**Objective:** Only the lines starting at the one that contains "Practice step: identify the mattress" and running to the end should be repeated, exactly as written.

-- Start of Task material --

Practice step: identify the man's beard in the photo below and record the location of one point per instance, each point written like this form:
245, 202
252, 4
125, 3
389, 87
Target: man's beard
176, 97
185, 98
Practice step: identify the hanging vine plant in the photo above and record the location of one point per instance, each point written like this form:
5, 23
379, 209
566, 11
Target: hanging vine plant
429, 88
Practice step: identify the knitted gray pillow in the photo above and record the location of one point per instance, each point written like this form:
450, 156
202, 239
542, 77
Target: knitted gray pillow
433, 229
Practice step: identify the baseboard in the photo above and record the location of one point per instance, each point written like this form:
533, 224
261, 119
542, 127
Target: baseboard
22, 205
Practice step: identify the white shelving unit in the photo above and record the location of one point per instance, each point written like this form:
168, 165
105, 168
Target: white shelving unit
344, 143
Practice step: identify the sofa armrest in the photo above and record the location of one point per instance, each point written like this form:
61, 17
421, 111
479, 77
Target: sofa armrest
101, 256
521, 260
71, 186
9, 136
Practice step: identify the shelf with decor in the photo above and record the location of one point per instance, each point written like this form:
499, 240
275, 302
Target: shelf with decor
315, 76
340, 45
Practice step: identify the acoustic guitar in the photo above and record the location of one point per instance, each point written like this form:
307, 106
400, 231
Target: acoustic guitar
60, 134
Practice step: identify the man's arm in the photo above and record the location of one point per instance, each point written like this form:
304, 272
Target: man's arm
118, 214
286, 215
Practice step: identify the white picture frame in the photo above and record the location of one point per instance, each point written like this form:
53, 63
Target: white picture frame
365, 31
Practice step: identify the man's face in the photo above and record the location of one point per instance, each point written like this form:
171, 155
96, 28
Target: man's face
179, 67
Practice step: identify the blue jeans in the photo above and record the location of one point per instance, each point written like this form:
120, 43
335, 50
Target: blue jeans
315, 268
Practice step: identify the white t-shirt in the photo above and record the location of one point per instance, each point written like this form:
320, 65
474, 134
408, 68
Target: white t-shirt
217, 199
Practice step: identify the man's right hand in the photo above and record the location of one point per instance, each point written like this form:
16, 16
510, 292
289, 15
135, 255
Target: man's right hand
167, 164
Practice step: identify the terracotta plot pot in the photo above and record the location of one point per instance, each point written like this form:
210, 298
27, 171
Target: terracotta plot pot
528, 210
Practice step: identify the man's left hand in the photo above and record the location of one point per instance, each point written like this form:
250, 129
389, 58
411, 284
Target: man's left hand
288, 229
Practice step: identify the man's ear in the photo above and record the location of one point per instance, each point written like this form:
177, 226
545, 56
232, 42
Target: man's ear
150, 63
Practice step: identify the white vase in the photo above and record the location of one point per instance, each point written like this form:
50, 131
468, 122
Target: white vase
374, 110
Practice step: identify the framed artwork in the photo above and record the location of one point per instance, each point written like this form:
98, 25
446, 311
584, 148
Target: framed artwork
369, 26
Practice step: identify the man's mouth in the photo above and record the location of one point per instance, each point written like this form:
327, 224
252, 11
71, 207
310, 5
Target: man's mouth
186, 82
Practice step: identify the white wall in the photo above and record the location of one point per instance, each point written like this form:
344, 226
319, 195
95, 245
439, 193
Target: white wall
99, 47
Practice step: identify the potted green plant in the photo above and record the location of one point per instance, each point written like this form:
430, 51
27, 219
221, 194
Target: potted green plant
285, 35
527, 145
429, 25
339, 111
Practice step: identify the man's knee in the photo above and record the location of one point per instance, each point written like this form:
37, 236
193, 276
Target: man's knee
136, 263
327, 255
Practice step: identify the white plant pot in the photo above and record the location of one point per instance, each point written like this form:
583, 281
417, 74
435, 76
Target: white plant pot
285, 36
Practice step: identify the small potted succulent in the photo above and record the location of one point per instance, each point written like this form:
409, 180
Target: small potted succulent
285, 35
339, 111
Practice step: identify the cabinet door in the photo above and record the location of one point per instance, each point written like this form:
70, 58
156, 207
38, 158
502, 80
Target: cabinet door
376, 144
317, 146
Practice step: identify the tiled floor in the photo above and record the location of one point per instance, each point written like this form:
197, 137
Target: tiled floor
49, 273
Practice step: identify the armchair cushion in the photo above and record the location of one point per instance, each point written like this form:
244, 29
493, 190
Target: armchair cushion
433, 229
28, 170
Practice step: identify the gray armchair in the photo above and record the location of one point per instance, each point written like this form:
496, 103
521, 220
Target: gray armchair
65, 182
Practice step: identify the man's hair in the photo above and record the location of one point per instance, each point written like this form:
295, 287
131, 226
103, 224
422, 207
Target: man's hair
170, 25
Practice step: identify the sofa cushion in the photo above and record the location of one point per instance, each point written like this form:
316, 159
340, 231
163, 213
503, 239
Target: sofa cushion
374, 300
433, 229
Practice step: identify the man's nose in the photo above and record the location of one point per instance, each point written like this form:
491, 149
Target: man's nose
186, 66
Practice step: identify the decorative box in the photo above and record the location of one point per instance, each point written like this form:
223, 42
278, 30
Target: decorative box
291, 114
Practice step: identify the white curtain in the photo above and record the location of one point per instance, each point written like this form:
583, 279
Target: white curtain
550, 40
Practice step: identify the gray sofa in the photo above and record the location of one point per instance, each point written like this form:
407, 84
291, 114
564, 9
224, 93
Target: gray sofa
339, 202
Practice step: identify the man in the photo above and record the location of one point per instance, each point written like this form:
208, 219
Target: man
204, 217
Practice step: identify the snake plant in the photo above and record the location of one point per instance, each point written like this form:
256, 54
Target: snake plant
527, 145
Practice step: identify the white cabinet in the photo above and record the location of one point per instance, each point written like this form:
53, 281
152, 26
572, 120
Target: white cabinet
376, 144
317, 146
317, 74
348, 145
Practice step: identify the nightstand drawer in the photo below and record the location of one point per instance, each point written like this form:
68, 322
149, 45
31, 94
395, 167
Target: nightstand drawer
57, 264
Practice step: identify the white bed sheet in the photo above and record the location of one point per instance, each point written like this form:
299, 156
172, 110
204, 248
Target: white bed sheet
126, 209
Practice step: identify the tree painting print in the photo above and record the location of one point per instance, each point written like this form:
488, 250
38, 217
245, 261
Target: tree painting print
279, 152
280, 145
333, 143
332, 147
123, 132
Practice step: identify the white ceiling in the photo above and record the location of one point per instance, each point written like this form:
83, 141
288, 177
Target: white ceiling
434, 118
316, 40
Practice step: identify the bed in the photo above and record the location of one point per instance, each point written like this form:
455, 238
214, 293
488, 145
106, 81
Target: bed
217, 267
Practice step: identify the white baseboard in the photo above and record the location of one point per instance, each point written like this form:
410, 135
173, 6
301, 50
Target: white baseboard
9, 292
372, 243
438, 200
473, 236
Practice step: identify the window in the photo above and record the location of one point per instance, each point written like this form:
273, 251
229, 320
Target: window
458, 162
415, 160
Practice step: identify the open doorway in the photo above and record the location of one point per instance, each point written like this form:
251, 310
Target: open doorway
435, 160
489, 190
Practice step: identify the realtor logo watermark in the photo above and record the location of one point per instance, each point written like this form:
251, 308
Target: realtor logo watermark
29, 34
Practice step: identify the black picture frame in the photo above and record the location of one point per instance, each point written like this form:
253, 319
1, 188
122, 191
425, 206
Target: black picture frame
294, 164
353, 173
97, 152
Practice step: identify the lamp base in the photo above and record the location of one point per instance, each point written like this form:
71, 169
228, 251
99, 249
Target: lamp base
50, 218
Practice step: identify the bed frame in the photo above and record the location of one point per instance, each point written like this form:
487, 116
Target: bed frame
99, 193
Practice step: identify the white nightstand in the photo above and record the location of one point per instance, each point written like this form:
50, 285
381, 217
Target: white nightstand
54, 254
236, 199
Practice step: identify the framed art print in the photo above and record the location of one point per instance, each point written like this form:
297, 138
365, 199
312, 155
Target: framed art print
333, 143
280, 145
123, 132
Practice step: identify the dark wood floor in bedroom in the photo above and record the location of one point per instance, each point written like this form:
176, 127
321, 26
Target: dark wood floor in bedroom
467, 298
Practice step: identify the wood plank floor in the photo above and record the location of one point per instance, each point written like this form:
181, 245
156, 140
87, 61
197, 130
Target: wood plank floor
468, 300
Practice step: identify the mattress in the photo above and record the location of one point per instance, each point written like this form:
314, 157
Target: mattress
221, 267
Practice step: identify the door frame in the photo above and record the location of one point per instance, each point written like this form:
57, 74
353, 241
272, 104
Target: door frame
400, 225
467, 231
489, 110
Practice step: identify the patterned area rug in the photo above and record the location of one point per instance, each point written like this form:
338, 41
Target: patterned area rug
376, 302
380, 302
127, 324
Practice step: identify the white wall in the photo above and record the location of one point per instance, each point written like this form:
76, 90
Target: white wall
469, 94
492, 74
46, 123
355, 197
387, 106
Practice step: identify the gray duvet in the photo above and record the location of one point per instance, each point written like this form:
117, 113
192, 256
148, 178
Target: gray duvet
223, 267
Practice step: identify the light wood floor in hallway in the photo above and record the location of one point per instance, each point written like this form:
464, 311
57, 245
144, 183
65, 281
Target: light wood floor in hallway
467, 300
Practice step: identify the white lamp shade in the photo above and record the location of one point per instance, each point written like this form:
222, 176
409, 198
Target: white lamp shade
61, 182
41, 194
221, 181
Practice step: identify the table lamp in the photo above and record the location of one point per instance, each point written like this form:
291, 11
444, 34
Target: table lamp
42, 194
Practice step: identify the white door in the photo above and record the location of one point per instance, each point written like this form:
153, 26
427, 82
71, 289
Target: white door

-- End of Task material --

**Result for this exercise:**
Practice step: identify the mattress in the photo above and record the location of one point per instance, each point written like this form:
314, 157
Target: mattress
221, 267
Practice step: identify the door frame in the photo above and record the location of one point per instance, each point written like this form:
57, 74
353, 241
272, 104
Target: door frame
400, 225
467, 231
489, 110
Practice step: identify the patterned area rug in the photo above and record the location of one point per instance, each point written like this form:
338, 41
Target: patterned area rug
376, 302
380, 302
127, 324
Practice step: identify the white wall in the photo above and record the location of one point per instance, each point written like this form:
76, 90
Target: white wall
469, 94
492, 74
46, 123
355, 197
387, 106
Practice step: identify the gray duvet in the photo above and record the location of one point per instance, each point written like this form:
117, 113
192, 256
148, 178
Target: gray duvet
223, 267
Practice step: identify the light wood floor in hallway in the photo above and record the location of one point per instance, each point written like this form:
464, 311
57, 245
144, 183
65, 281
Target: light wood floor in hallway
467, 300
Practice step: identify the white lamp shade in the photo above and record the location of one point per instance, each point written like this form:
222, 176
409, 198
Target: white lamp shade
61, 182
41, 194
221, 181
Practice step: identify the table lamp in the photo above and record the location of one point per instance, each point written like this form:
291, 11
444, 34
Target: table lamp
42, 194
Practice step: identify the white door in the photo above and record the location of one point per instance, each point written like this form:
153, 26
427, 82
71, 289
Target: white door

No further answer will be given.